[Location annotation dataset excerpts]

* begin *

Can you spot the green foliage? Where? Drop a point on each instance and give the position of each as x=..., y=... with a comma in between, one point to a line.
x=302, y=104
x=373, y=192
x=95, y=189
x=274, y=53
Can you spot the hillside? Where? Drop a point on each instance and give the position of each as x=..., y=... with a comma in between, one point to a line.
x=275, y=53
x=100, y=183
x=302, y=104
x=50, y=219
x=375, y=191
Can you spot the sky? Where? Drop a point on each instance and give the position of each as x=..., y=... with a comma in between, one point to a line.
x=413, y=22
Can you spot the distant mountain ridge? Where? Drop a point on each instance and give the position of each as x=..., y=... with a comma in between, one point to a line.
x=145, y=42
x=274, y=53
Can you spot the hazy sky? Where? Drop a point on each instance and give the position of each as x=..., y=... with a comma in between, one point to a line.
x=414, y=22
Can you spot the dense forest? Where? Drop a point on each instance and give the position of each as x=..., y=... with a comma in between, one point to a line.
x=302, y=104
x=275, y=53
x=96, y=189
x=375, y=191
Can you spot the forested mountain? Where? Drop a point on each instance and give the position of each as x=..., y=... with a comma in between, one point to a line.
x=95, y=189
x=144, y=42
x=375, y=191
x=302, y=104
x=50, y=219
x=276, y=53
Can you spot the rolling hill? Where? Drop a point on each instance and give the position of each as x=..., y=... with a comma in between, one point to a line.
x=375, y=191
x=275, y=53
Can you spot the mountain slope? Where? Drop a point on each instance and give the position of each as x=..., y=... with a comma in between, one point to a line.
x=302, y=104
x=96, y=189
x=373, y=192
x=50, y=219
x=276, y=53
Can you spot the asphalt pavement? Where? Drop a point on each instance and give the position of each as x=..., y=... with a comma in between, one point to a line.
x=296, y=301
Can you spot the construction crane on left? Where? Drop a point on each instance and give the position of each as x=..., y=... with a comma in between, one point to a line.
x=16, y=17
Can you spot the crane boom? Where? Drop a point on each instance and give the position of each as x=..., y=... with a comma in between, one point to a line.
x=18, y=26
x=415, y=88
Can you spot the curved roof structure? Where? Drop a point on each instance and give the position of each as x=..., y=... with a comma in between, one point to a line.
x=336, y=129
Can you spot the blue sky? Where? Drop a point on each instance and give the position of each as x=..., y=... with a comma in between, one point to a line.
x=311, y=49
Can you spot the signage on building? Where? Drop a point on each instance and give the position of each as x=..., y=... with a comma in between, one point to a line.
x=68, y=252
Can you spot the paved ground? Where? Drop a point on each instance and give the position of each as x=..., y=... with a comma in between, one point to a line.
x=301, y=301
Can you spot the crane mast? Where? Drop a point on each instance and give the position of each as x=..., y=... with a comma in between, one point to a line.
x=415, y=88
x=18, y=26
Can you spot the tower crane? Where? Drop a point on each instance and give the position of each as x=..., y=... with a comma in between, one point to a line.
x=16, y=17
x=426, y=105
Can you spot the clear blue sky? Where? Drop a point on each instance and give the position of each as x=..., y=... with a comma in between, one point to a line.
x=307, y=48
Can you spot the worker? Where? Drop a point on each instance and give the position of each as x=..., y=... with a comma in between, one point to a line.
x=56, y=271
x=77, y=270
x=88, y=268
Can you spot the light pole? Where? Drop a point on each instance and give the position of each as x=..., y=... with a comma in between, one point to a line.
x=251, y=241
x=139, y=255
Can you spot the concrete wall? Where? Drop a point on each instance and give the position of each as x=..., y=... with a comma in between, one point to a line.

* end *

__Short problem__: Please give the entries above as a numbered list, leaving out any blank lines.

__Complete response__:
1. Can you spot the green foliage? Where? Drop a point on each instance and give the position of each as x=..., y=... with a comma in between, one point to a line.
2. x=302, y=104
3. x=373, y=192
4. x=95, y=189
5. x=274, y=53
6. Can you spot the hillside? Where? Drop a point on each instance and give the position of each as x=..., y=... with a comma in between, one point to a line.
7. x=275, y=53
8. x=100, y=183
9. x=302, y=104
10. x=50, y=219
11. x=375, y=191
12. Can you spot the sky? Where? Drop a point on each instance and give the position of each as x=..., y=... with a comma in between, one point to a line.
13. x=413, y=22
14. Can you spot the distant mountain ridge? Where? Drop a point on each instance and give the position of each as x=..., y=... with a comma in between, one point to a line.
15. x=145, y=42
16. x=274, y=53
17. Can you spot the hazy sky? Where? Drop a point on each instance and give the position of each as x=..., y=... with a comma in between, one point to a line.
18. x=414, y=22
19. Can you spot the dense forest? Where? Drop a point on each instance and give the position of each as x=..., y=... with a comma in between, one point to a line.
20. x=302, y=104
21. x=275, y=53
22. x=96, y=189
23. x=375, y=191
24. Can you spot the forested mountain? Where? Drop a point on each instance and give the position of each as x=..., y=... with a comma in between, one point to a line.
25. x=95, y=189
26. x=144, y=42
27. x=375, y=191
28. x=302, y=104
29. x=50, y=219
30. x=276, y=53
31. Can you spot the rolling hill? Where? Drop a point on each instance and give the position of each as x=..., y=... with a comma in between, one point to a line.
32. x=375, y=191
33. x=275, y=53
34. Can you spot the mountain slope? Where? Drop a point on each instance and give the position of each as x=..., y=... with a comma in between, one point to a line.
35. x=302, y=104
36. x=96, y=189
37. x=373, y=192
38. x=50, y=219
39. x=276, y=53
40. Can you spot the asphalt pavement? Where? Drop a point on each instance and give the position of each as x=..., y=... with a comma in between, one point to a line.
41. x=296, y=301
42. Can you spot the construction crane on left? Where? Drop a point on each instance and give the position of each as x=..., y=... with a comma in between, one point to a line.
43. x=16, y=17
44. Can you spot the crane boom? Where? Drop a point on each instance and give the position of each as x=..., y=... with a comma in between, one point to a line.
45. x=18, y=26
46. x=415, y=88
47. Can you spot the curved roof structure? Where? Drop a point on each instance and give the position of each as x=..., y=... with a comma in between, one point to a line.
48. x=336, y=129
49. Can you spot the blue sky? Where? Drop a point on each instance and give the position of each as x=..., y=... with a comma in between, one point to a line.
50. x=311, y=49
51. Can you spot the signage on building? Where? Drop a point on each instance and give the position of each as x=..., y=... with a comma in between, one point to a line.
52. x=68, y=252
53. Can you spot the paved ground? Where? Drop a point on each instance and give the position of each as x=..., y=... with a comma in between, one point to a line.
54. x=301, y=301
55. Can you spot the crane mast? Where? Drop a point on each instance and give the position of each as x=..., y=... with a comma in between, one point to a line.
56. x=415, y=88
57. x=18, y=26
58. Can you spot the tower crane? Where? Drop a point on each instance and give the position of each as x=..., y=... with a comma in between, one point to a line.
59. x=16, y=17
60. x=426, y=105
61. Can you spot the clear blue sky? Where? Drop a point on each instance and give the position of each as x=..., y=... with a comma in between, one point to a line.
62. x=307, y=48
63. Can you spot the worker? Where? Drop a point on each instance and give the position of each as x=..., y=... with a comma in between, one point to a line.
64. x=56, y=271
65. x=77, y=270
66. x=88, y=268
67. Can you spot the light pole? Where? Drop a point on each instance and give the position of each as x=..., y=... with a comma in between, one point to a line.
68. x=251, y=241
69. x=139, y=255
70. Can you spot the concrete wall? Where? Drop a point on each instance and give the position of each as x=..., y=... with a comma in between, one point to a line.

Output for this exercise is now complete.